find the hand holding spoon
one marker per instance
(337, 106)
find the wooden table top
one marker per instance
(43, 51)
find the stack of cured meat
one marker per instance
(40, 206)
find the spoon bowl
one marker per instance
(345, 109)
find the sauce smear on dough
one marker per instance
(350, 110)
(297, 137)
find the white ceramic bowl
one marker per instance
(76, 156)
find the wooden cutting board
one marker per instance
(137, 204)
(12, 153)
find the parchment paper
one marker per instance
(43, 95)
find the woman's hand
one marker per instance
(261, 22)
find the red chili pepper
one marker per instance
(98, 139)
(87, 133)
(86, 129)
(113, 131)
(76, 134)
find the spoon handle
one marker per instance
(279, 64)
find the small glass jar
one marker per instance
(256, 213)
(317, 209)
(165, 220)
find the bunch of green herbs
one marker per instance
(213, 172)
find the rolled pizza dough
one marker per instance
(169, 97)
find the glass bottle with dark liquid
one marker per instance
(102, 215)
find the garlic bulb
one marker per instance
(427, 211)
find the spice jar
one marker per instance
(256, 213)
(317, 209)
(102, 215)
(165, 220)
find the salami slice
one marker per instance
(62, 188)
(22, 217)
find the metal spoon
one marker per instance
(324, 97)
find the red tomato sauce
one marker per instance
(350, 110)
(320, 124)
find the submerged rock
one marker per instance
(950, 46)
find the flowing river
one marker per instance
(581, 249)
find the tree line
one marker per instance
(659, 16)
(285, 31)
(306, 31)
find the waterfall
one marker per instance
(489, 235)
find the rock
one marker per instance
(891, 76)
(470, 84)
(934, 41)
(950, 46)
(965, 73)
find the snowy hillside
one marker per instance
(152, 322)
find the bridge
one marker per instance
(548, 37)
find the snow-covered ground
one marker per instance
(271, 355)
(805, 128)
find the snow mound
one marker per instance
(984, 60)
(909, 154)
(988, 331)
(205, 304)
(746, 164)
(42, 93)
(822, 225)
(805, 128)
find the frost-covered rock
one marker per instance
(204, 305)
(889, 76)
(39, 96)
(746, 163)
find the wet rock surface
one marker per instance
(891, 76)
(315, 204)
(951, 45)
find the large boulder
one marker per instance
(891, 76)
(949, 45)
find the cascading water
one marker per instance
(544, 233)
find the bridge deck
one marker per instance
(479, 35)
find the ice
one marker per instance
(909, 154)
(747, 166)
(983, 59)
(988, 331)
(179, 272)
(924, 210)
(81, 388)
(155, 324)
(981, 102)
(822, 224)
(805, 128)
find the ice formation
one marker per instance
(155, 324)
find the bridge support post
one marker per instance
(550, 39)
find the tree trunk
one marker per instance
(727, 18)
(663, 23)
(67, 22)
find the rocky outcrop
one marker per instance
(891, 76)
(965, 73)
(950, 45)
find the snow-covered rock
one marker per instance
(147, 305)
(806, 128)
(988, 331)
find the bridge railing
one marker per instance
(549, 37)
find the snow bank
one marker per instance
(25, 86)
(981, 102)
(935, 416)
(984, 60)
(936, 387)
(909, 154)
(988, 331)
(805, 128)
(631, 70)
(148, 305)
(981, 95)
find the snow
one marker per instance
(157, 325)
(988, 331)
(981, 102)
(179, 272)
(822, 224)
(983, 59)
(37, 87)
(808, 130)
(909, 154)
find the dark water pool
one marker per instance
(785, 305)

→ Task description: Output each line of the listing above as a Markdown table with two columns, "Row" and "Listing line", numbering the rows in order and omitting any blank lines.

→ Problem solution:
| Row | Listing line |
|---|---|
| 1 | find the hand holding spoon |
| 2 | one marker per instance |
| 3 | (337, 106) |
| 4 | find the wooden table top |
| 5 | one marker per instance |
| 6 | (43, 51) |
| 7 | find the stack of cured meat |
| 8 | one marker per instance |
| 9 | (40, 206) |
| 10 | find the spoon bowl |
| 11 | one marker per instance |
| 12 | (345, 109) |
| 13 | find the sauce smear on dough |
| 14 | one marker per instance |
| 15 | (350, 110) |
| 16 | (297, 137) |
| 17 | find the white ceramic bowl |
| 18 | one marker per instance |
| 19 | (76, 156) |
| 20 | find the wooden cutting board |
| 21 | one marker per instance |
| 22 | (137, 204) |
| 23 | (12, 153) |
| 24 | find the parchment paper |
| 25 | one marker per instance |
| 26 | (43, 95) |
| 27 | find the woman's hand |
| 28 | one marker per instance |
| 29 | (261, 22) |
| 30 | find the red chili pepper |
| 31 | one marker per instance |
| 32 | (98, 139) |
| 33 | (87, 133) |
| 34 | (86, 129) |
| 35 | (113, 131) |
| 36 | (76, 134) |
| 37 | find the spoon handle |
| 38 | one marker per instance |
| 39 | (279, 64) |
| 40 | find the small glass jar |
| 41 | one marker per instance |
| 42 | (256, 213) |
| 43 | (317, 209) |
| 44 | (165, 220) |
| 45 | find the bunch of green herbs |
| 46 | one marker per instance |
| 47 | (213, 172) |
| 48 | find the rolled pizza dough |
| 49 | one marker per instance |
| 50 | (169, 97) |
| 51 | find the glass bottle with dark liquid |
| 52 | one marker per instance |
| 53 | (102, 215) |
| 54 | find the garlic bulb |
| 55 | one marker per instance |
| 56 | (427, 211) |
| 57 | find the spice jar |
| 58 | one marker per instance |
| 59 | (256, 213) |
| 60 | (317, 209) |
| 61 | (102, 215) |
| 62 | (165, 220) |
| 63 | find the salami slice |
| 64 | one marker per instance |
| 65 | (62, 188) |
| 66 | (22, 217) |
| 67 | find the metal spoon |
| 68 | one marker per instance |
| 69 | (324, 97) |
| 70 | find the red tomato sauce |
| 71 | one marker per instance |
| 72 | (350, 110) |
| 73 | (320, 124) |
| 74 | find the submerged rock |
| 75 | one marker per instance |
| 76 | (950, 46) |
| 77 | find the flowing river |
| 78 | one marker per instance |
| 79 | (581, 249) |
| 80 | find the tree line |
| 81 | one marker per instance |
| 82 | (659, 16) |
| 83 | (285, 31) |
| 84 | (306, 31) |
| 85 | find the waterfall |
| 86 | one marker per instance |
| 87 | (489, 235) |
| 88 | find the rock |
| 89 | one marker per instance |
| 90 | (891, 76) |
| 91 | (470, 84) |
| 92 | (934, 41) |
| 93 | (950, 46) |
| 94 | (965, 73) |
| 95 | find the snowy hillside |
| 96 | one marker per instance |
| 97 | (152, 322) |
| 98 | find the bridge |
| 99 | one marker per instance |
| 100 | (548, 37) |
| 101 | find the snow-covered ground |
| 102 | one marker per instance |
| 103 | (271, 355) |
| 104 | (805, 128) |
| 105 | find the snow mound |
| 106 | one marker per instance |
| 107 | (984, 60) |
| 108 | (909, 154) |
| 109 | (988, 331) |
| 110 | (205, 304) |
| 111 | (746, 164) |
| 112 | (42, 93) |
| 113 | (822, 225) |
| 114 | (805, 128) |
| 115 | find the frost-covered rock |
| 116 | one marker per instance |
| 117 | (204, 305) |
| 118 | (889, 76) |
| 119 | (39, 96) |
| 120 | (746, 163) |
| 121 | find the wet rock surface |
| 122 | one marker per instance |
| 123 | (891, 76) |
| 124 | (315, 204) |
| 125 | (951, 45) |
| 126 | find the large boulder |
| 127 | one marker per instance |
| 128 | (891, 76) |
| 129 | (949, 45) |
| 130 | find the cascading water |
| 131 | one marker per instance |
| 132 | (544, 233) |
| 133 | find the bridge deck |
| 134 | one marker per instance |
| 135 | (479, 35) |
| 136 | find the ice |
| 137 | one marker per instance |
| 138 | (909, 154) |
| 139 | (747, 166) |
| 140 | (983, 59) |
| 141 | (988, 331) |
| 142 | (179, 272) |
| 143 | (924, 210) |
| 144 | (81, 388) |
| 145 | (155, 324) |
| 146 | (981, 102) |
| 147 | (822, 224) |
| 148 | (805, 128) |
| 149 | find the ice formation |
| 150 | one marker per instance |
| 151 | (155, 324) |
| 152 | find the bridge support post |
| 153 | one marker per instance |
| 154 | (550, 39) |
| 155 | find the tree trunk |
| 156 | one marker per instance |
| 157 | (727, 18) |
| 158 | (663, 23) |
| 159 | (67, 22) |
| 160 | find the rocky outcrop |
| 161 | one marker per instance |
| 162 | (891, 76) |
| 163 | (965, 73) |
| 164 | (950, 45) |
| 165 | find the snow-covered rock |
| 166 | one marker per instance |
| 167 | (147, 305) |
| 168 | (806, 128) |
| 169 | (988, 331) |
| 170 | find the bridge railing |
| 171 | one marker per instance |
| 172 | (549, 37) |
| 173 | find the snow bank |
| 174 | one marker per instance |
| 175 | (25, 86) |
| 176 | (981, 102) |
| 177 | (935, 416) |
| 178 | (984, 60) |
| 179 | (936, 387) |
| 180 | (909, 154) |
| 181 | (988, 331) |
| 182 | (805, 128) |
| 183 | (631, 70) |
| 184 | (148, 305) |
| 185 | (981, 95) |
| 186 | find the snow |
| 187 | one marker per instance |
| 188 | (157, 325) |
| 189 | (988, 331) |
| 190 | (981, 102) |
| 191 | (179, 272) |
| 192 | (822, 224) |
| 193 | (983, 59) |
| 194 | (37, 87) |
| 195 | (808, 130) |
| 196 | (909, 154) |
| 197 | find the dark water pool |
| 198 | one marker per instance |
| 199 | (785, 305) |